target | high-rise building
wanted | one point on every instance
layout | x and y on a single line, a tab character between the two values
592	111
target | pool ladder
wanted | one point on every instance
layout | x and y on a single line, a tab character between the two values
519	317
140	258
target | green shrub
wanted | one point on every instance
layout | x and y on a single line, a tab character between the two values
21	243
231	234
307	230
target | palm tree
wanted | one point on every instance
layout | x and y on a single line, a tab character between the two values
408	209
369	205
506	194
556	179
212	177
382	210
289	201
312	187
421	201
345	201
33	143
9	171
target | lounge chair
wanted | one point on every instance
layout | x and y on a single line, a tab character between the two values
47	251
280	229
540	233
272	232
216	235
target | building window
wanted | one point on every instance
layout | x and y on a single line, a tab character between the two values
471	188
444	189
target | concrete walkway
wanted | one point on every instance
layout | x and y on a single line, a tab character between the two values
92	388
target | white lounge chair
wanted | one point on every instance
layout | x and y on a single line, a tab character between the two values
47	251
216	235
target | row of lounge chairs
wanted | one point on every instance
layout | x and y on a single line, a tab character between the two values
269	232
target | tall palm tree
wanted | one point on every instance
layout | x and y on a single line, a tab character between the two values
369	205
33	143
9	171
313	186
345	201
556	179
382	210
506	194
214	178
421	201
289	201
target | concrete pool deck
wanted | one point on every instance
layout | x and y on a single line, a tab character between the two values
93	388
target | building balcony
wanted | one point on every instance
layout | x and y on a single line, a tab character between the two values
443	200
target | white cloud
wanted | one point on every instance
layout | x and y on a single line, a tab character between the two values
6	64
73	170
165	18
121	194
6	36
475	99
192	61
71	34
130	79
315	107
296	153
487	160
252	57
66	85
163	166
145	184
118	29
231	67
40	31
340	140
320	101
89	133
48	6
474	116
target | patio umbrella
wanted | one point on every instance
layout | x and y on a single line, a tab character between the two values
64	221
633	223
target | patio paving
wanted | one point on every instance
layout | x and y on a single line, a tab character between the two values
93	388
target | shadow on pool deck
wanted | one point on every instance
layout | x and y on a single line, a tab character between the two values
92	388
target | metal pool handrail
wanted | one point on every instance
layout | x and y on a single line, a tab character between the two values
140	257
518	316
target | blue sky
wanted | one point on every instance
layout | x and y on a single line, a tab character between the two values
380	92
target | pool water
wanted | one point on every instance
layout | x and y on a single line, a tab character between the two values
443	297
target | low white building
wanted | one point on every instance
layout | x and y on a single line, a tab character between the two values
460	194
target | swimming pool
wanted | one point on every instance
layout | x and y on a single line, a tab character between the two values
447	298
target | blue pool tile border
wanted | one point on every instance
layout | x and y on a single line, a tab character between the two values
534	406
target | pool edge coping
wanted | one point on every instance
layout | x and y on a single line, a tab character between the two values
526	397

INSTRUCTIONS FOR THE TASK | All lines from the one with "target | metal pool handrail" through the final line above are to be quoted exactly; quote no other line.

RESULT OF THIS TASK |
target | metal pool handrail
wanted | one point on every instance
layout | x and y on a single line, a tab character between the two values
140	257
518	316
target | blue sky
wanted | one point on every instance
layout | x and y on a single line, a tab character between the two values
380	92
target | pool water
wanted | one point on every instance
layout | x and y on a single line, a tab character between the two values
443	297
target | low white building
wanted | one point on every instance
layout | x and y on a single line, a tab character between the two values
460	194
target | swimming pool
wanted | one point on every instance
layout | x and y on a single line, a tab character between the two values
447	298
target | blue pool tile border
wanted | one point on every instance
layout | x and y on a single line, a tab character between the two values
534	406
target | pool edge coping
wanted | one point on every instance
layout | x and y on a single line, a tab character between the two values
526	397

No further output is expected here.